#### [Aim]
Can you rewrite the records below as one numbered list, leaving out any blank lines?

#### [Supplied records]
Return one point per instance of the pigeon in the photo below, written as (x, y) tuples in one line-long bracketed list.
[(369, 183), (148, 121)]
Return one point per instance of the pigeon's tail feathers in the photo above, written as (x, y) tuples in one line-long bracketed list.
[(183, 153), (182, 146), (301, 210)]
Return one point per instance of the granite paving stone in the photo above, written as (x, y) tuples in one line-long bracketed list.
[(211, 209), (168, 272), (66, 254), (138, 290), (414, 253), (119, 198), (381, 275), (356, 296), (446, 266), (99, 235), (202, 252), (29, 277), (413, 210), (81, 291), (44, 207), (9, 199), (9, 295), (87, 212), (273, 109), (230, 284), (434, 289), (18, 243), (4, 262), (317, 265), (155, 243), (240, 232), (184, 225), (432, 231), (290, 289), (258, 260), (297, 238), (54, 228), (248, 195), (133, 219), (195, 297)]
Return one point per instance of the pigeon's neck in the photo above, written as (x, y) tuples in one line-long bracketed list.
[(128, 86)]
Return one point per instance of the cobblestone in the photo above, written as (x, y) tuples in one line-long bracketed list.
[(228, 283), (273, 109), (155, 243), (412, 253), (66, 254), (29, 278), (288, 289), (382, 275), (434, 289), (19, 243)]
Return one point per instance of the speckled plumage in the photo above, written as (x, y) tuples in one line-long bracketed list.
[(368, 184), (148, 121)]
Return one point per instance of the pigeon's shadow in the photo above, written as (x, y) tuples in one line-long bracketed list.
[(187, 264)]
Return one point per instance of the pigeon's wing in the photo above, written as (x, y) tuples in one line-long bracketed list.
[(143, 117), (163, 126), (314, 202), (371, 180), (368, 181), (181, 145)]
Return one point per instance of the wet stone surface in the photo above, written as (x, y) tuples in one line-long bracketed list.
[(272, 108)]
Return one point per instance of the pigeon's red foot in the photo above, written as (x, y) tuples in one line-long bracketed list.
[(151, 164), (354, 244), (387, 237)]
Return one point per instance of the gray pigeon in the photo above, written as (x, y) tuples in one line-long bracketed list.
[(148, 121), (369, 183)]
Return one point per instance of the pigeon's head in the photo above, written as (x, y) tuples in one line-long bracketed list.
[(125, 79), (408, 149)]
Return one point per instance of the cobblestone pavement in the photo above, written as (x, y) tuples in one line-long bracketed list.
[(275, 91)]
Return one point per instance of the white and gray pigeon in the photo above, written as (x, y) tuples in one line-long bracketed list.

#### [Worked solution]
1. Return one point per instance of the pigeon in the photo below, written as (x, y) tuples in one line-long bracketed list.
2. [(369, 183), (148, 121)]
3. Return one point per instance of the pigeon's tail feathers in the photo above, written as (x, y) tuples in one line-long bracketed list.
4. [(183, 153), (182, 146), (301, 210)]
5. Return one point per instance of the granite paving stone in the photo above, written as (x, y) tuples in one line-long bracketed list.
6. [(211, 209), (168, 272), (66, 254), (138, 290), (414, 253), (119, 198), (381, 275), (356, 296), (446, 266), (99, 235), (202, 252), (29, 277), (413, 210), (81, 291), (44, 207), (9, 199), (9, 295), (87, 212), (273, 109), (230, 284), (434, 289), (18, 243), (4, 262), (317, 265), (155, 243), (240, 232), (184, 225), (432, 231), (290, 289), (258, 260), (297, 238), (54, 228), (248, 195), (133, 219), (195, 297)]
7. Return one point per instance of the pigeon's neck in the photo above, written as (x, y) tuples in one line-long bracketed list.
8. [(128, 86)]
9. Return one point per instance of the cobblestone in the photo above, written as (x, y) tuples in one line-long bracketed list.
10. [(228, 283), (273, 109), (155, 243), (412, 253), (66, 254), (29, 278), (288, 289), (382, 275), (434, 289), (19, 243)]
11. Return one point per instance of the speckled plumage in the photo above, written as (x, y) tuples in one line-long bracketed list.
12. [(368, 184), (148, 121)]
13. Return one point per instance of the pigeon's shadow in the photo above, written as (x, y) tuples in one line-long bracketed list.
14. [(187, 264)]
15. Return one point per instance of the pigeon's wing in the photo above, written as (x, y) tuples in one line-long bracketed list.
16. [(143, 117), (163, 126), (314, 202), (371, 180), (368, 181), (181, 145)]
17. Return one point per instance of the wet stone surface in the photo above, written as (x, y) tuples in one line-long bracketed list.
18. [(272, 108)]
19. Return one point per instance of the pigeon's red foot in the photo above, written as (x, y) tuples in one line-long bracketed list.
20. [(151, 164), (354, 244), (387, 237)]
21. Return one point per instance of the gray pigeon in the photo above, written as (x, y) tuples in one line-long bracketed list.
22. [(148, 121), (369, 183)]
23. Return one point per instance of the pigeon's head in the photo above, written as (x, y) tuples in one line-long bracketed list.
24. [(125, 79), (408, 149)]
25. Return one point per instance of the cobblestone pavement in the photo above, written as (x, y) tuples in one line-long bracketed list.
26. [(275, 91)]
27. Return one point per instance of the white and gray pigeon in the photo above, written as (x, y) tuples in one line-long bracketed list.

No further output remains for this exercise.